Photo object pointing records:
****************
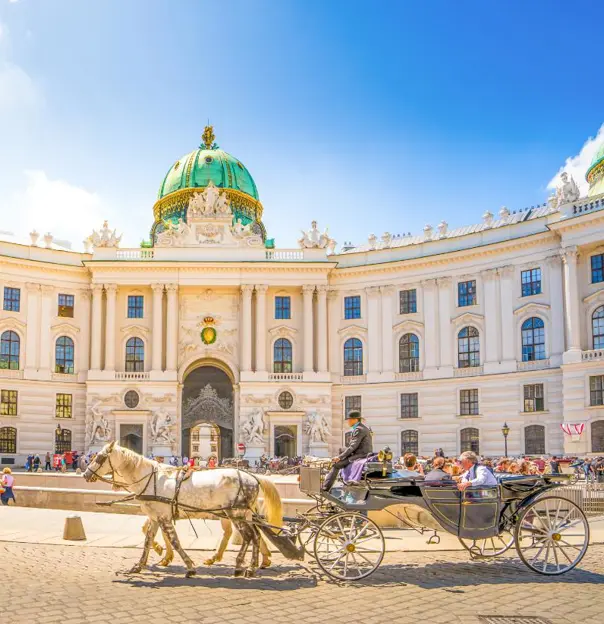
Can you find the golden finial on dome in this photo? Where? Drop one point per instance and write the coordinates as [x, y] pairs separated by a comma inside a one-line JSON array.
[[208, 136]]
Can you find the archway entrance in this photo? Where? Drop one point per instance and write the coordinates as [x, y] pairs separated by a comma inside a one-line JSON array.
[[207, 413]]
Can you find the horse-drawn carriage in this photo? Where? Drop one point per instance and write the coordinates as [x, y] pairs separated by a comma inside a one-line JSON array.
[[550, 532]]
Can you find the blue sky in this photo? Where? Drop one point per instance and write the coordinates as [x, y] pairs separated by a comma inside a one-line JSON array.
[[368, 116]]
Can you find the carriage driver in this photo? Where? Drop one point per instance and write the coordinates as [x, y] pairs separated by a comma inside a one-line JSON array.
[[360, 446]]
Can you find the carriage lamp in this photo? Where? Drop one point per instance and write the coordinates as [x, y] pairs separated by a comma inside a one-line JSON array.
[[505, 430]]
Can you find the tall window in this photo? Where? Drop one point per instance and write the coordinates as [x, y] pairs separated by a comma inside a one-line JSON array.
[[533, 340], [469, 440], [135, 355], [408, 301], [64, 355], [135, 306], [353, 357], [8, 405], [468, 402], [10, 345], [534, 440], [282, 360], [62, 441], [283, 308], [597, 436], [64, 406], [466, 293], [596, 390], [531, 282], [409, 442], [66, 303], [352, 404], [409, 407], [597, 269], [12, 299], [8, 440], [533, 398], [468, 347], [597, 326], [408, 354], [352, 307]]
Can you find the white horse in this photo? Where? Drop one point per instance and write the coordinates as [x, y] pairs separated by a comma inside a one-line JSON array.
[[228, 493]]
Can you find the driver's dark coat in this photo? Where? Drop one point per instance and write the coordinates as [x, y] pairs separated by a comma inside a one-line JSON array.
[[360, 444]]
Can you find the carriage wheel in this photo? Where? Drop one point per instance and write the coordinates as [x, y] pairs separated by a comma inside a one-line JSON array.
[[551, 535], [490, 546], [349, 546]]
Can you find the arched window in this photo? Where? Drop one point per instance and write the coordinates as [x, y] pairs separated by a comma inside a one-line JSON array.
[[353, 357], [62, 441], [8, 440], [597, 436], [408, 354], [282, 360], [135, 355], [64, 355], [468, 347], [10, 345], [534, 440], [533, 340], [597, 326], [470, 440], [409, 442]]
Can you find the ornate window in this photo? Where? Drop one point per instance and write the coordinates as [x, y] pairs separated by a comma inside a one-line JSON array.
[[597, 436], [135, 355], [282, 360], [353, 357], [409, 442], [64, 355], [597, 326], [534, 440], [468, 347], [8, 440], [10, 345], [408, 354], [469, 440], [533, 339]]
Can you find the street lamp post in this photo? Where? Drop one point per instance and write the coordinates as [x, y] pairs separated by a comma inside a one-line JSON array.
[[505, 430]]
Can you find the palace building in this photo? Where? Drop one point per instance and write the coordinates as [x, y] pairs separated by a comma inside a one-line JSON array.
[[208, 335]]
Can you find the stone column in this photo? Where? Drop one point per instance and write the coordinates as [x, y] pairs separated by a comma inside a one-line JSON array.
[[374, 322], [387, 338], [444, 320], [157, 338], [172, 328], [261, 327], [431, 329], [95, 327], [571, 301], [111, 294], [45, 322], [322, 328], [31, 345], [307, 294], [246, 327]]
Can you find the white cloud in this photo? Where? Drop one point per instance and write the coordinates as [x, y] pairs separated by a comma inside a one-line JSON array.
[[577, 165]]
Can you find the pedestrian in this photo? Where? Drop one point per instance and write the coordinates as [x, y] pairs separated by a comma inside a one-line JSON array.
[[8, 481]]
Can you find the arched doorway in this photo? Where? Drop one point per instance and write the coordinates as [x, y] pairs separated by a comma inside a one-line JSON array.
[[207, 413]]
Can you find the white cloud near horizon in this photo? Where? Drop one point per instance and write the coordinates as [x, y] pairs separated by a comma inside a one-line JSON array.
[[577, 165]]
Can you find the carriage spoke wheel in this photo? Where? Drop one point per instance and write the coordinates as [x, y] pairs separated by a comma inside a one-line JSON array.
[[490, 546], [552, 535], [349, 547]]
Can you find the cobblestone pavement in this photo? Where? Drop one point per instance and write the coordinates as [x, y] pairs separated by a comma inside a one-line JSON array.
[[45, 584]]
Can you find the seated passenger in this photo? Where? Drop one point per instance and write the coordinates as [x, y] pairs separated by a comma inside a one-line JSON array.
[[475, 474], [438, 473]]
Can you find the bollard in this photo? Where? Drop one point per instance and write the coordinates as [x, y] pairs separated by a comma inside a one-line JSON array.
[[74, 529]]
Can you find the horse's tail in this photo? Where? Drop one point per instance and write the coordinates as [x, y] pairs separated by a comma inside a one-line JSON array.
[[273, 507]]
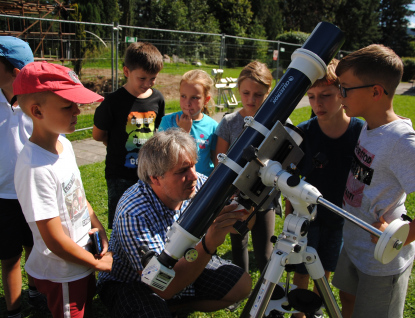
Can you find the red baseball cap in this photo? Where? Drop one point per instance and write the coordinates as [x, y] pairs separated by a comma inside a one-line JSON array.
[[39, 77]]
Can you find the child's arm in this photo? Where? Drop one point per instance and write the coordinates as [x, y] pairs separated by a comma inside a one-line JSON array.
[[411, 235], [96, 224], [62, 245], [100, 135], [222, 146], [382, 225]]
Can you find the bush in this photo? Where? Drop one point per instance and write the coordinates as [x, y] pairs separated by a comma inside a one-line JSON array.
[[409, 68]]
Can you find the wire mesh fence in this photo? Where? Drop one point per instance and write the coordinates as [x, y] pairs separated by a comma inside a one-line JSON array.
[[95, 50]]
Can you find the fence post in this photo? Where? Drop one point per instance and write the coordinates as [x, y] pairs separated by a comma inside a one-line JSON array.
[[222, 51], [117, 34], [278, 59], [112, 57]]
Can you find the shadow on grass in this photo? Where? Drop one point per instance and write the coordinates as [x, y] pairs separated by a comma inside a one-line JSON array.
[[98, 309]]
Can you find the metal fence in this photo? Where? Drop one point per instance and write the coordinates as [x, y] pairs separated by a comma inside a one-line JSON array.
[[100, 47]]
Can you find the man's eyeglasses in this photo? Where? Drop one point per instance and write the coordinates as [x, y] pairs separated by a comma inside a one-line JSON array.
[[343, 90]]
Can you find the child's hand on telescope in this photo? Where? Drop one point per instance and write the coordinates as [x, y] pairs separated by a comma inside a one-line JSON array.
[[380, 225]]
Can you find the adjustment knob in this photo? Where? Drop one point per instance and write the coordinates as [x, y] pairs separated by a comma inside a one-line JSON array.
[[191, 255]]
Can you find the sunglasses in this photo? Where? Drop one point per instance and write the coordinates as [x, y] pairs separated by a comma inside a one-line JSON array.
[[343, 90]]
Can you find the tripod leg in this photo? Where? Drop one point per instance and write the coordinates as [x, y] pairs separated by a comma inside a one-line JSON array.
[[261, 295], [316, 271]]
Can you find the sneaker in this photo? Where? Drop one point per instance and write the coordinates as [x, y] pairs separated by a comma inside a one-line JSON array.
[[39, 303], [234, 306]]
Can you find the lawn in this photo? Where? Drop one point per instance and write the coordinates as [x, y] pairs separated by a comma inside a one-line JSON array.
[[96, 191]]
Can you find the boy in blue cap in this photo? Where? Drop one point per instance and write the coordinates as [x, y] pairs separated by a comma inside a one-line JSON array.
[[15, 129]]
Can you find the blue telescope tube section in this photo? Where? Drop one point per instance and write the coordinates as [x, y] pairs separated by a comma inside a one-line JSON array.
[[324, 41]]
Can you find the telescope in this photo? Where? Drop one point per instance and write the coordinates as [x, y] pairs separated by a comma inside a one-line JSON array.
[[272, 152]]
****************
__Short exercise__.
Turn all the lines of the entries above into a numbered list, skipping any blank lines. Leave the pictures out of your answer.

__Response to this exercise__.
1. Can you find the golden finial on dome in this photo? Where? Drop one point per instance and write the coordinates as [x, y] pairs separated by a comma inside a one-line JSON array.
2. [[208, 136]]
3. Can you find the archway entrance in this photo? Where? Drop one point per instance and write the coordinates as [x, y] pairs separated by a comma inside a one-line JSON array.
4. [[207, 413]]
5. Can you find the horse-drawn carriage in this photo? Where? Drop one point per instance and write the coordinates as [x, y] pairs separated by a comma inside a one-line JSON array.
6. [[550, 532]]
7. Can you find the blue sky in this photo? Where? Drop one point per instance and write the coordinates as [x, y] pairs separated by a comma inside a one-line JSON array.
8. [[368, 116]]
9. Can you find the carriage driver in this photo? Where? Drop one point per instance and write the coordinates as [x, y] pairs separated by a comma inside a one-line JSON array.
10. [[360, 446]]
11. Can you find the carriage lamp in this photo? Where? Drop one point per instance and write the coordinates as [x, y] pairs separated by a comma inside a one-line JSON array.
12. [[505, 430]]
13. Can you find the tall window in this photo? Where? Drop one point per instance and write the coordinates as [x, y] pairs separated by a comma inside a one-line JSON array.
14. [[533, 340], [469, 440], [135, 355], [408, 301], [64, 355], [135, 306], [353, 357], [8, 405], [468, 402], [10, 345], [534, 440], [282, 360], [62, 441], [283, 308], [597, 436], [64, 406], [466, 293], [596, 390], [531, 282], [409, 442], [66, 303], [352, 404], [409, 407], [597, 269], [12, 299], [8, 440], [533, 398], [468, 347], [597, 326], [408, 354], [352, 307]]
15. Can you find the white horse in this photo? Where? Drop one point per instance and write the coordinates as [x, y] pairs separated by a comma inside a one-line JSON array.
16. [[228, 493]]
17. Can you find the driver's dark coat in this photo? Where? Drop one point per instance and write the coordinates as [x, y] pairs separated by a comma inside a one-line JSON array.
18. [[360, 444]]
19. Can you find the carriage wheel in this photo? Where? Drop one point per instance and write the coordinates as [x, y] pairs separated by a comma inside a one-line JSON array.
20. [[551, 535], [490, 546], [349, 546]]
21. Can you find the arched window in this photo? Where? Drop one point per instance and write the coordinates as [x, y] pairs separated by a comma inside a one-line JSON array.
22. [[353, 357], [62, 441], [8, 440], [597, 436], [408, 354], [282, 360], [135, 355], [64, 355], [468, 347], [10, 345], [534, 440], [533, 340], [597, 326], [470, 440], [409, 442]]
23. Can you find the ornate window in this photo? Where? Drop one point per instance and write the coordinates as [x, y] pairs separated by a comma inside a one-line JSON array.
24. [[597, 436], [135, 355], [282, 360], [353, 357], [409, 442], [64, 355], [597, 326], [534, 440], [468, 347], [8, 440], [10, 345], [408, 354], [469, 440], [533, 339]]
25. Can you find the street lamp post in this photo? Where? Drop one point per instance and write the coordinates as [x, y] pairs separated by a comma inside a one-line JSON array.
26. [[505, 430]]
27. Can you find the palace building in this photo? Where? Drop one point per instance and write the coordinates as [x, y] pairs separated by a comma inside a one-line JSON array.
28. [[208, 335]]
29. Can you find the stone column in this photo? Where? Drop one point per instance and write the coordinates as [x, y] pairs separated by a comma inside a one-line JSON array.
30. [[374, 322], [387, 338], [444, 320], [157, 338], [172, 328], [261, 327], [431, 329], [95, 327], [571, 301], [111, 294], [45, 322], [322, 328], [31, 345], [307, 294], [246, 327]]
31. Can you find the white cloud in this photo? Where? Drop one point per instance and write the coordinates as [x, y] pairs separated by a comma inside a one-line JSON array.
32. [[577, 165]]
33. Can you find the pedestrian in this photo? Where? Drop one point per instance and write the coordinates as [x, y] pairs separated by a comma inside a one-line JSON array.
34. [[8, 481]]
35. Can you find the arched doorway in this photo? Where? Drop one point per instance and write the coordinates as [x, y] pairs separated by a comma inside a one-line JSON array.
36. [[207, 413]]
37. Can you find the white cloud near horizon in this photo? Where? Drop one point per instance and write the coordinates as [x, y] pairs separated by a comma inside a one-line JSON array.
38. [[577, 165]]
39. Can you find the carriage spoke wheel in this photo? Where? Drop one point per instance and write the coordinates as [x, y] pairs separated by a comma inside a one-line JSON array.
40. [[490, 546], [552, 535], [349, 547]]
41. Can you find the cobblestone pavement in this photo? Where? Drop one point per instance and write the coordinates as [x, y] pairs separated by a comma inside a one-line JSON array.
42. [[45, 584]]
43. Can you find the seated passenger in this photo? Where? Drop one point per instance and write the coordinates as [x, y] pairs separated by a comma inside a one-line JSON array.
44. [[475, 474], [438, 473]]
45. Can you find the bollard in this photo? Where? Drop one point per instance and write the coordinates as [x, y] pairs separated by a comma inside a one-line JSON array.
46. [[74, 529]]
47. Can you find the horse's tail in this photo? Where? Drop one point per instance and write the coordinates as [x, y] pairs separated by a comma inside a one-line JSON array.
48. [[273, 507]]
49. Can you find the red baseball cap in this photo? Where? Drop one point per instance and write the coordinates as [x, y] pairs separated by a comma inside a one-line JSON array.
50. [[39, 77]]
51. Can you find the child's arm in this photo? Where? Drop one point per instance and write the coordinates as [x, y] pairs separated by a comma inside a one-line JSON array.
52. [[411, 235], [96, 224], [62, 245], [100, 135], [222, 146], [382, 225]]
53. Can you find the bush in this photo? Where? Drop one point per instance and write the coordinates as [x, y] pairs separated by a comma inside a one-line JSON array.
54. [[409, 68]]
55. Can you find the wire mesh fence in this photo? Where? Drop one point per instance and write the coordinates as [x, y] pairs separated by a comma inside a one-line JSON array.
56. [[95, 50]]
57. Can you find the fence post in this photo? Where? Drop one point per instance and write the coordinates as [x, y] pairs separated by a comma inside a one-line JSON array.
58. [[222, 51], [117, 34], [278, 59], [112, 57]]
59. Can you find the shadow on grass in this photo? Where? Drop one point per instance and write the coordinates as [x, y] pairs separated by a comma inside a one-line JSON array.
60. [[98, 309]]
61. Can you find the metal fence in this photo? Where? Drop one point per instance and write the coordinates as [x, y] pairs separated by a comma inside a one-line JSON array.
62. [[100, 47]]
63. Can you find the man's eyeglasses in this photo? Where? Drop one point per instance and write the coordinates as [x, y] pairs separated by a comma inside a one-line JSON array.
64. [[343, 90]]
65. Can you find the child's hand on telescope in this photo? Where? Drop one point per instance and write the coordinates as [x, y] pairs separated by a comma inside a one-line JSON array.
66. [[380, 225]]
67. Can you find the adjustment knob in this photo? Where? Drop one point per instance and write the coordinates as [x, y] pairs separated by a comma inside a one-line JSON array.
68. [[191, 255]]
69. Can you find the sunglasses in this photo? Where? Drop one point per instance and write the coordinates as [x, y] pairs separated by a comma inside a one-line JSON array.
70. [[343, 90]]
71. Can you find the tripod leg in this photo? Where? Drop one point per instance and write the coordinates as [x, y] pairs separated by a comma inside a one-line JSON array.
72. [[261, 295], [316, 271]]
73. Can you find the sneaker in this photo? Where? Drop one point per instance and write the coordinates as [x, y] pairs separated by a comma inside a one-line JSON array.
74. [[39, 303], [234, 306]]
75. Can you find the lawn in this photo? Where? Drop one point per instance and write the coordinates as [x, y] pairs separated by a comma inside a one-line JSON array.
76. [[96, 191]]
77. Can you find the boy in blue cap in this photo? Where? Drop one point per instance and write the coordinates as [x, y] pairs separated by a comma inside a one-line JSON array.
78. [[15, 129]]
79. Can you find the blue telescope tube section in this photo? Where? Drop one point per instance and write the coordinates as [x, y] pairs separated by a comma inside a one-line JSON array.
80. [[324, 41]]
81. Can you find the telescope in this photo? Where? Drop one point per instance and write the coordinates as [x, y] pairs separated by a comma inside a one-line JSON array.
82. [[272, 152]]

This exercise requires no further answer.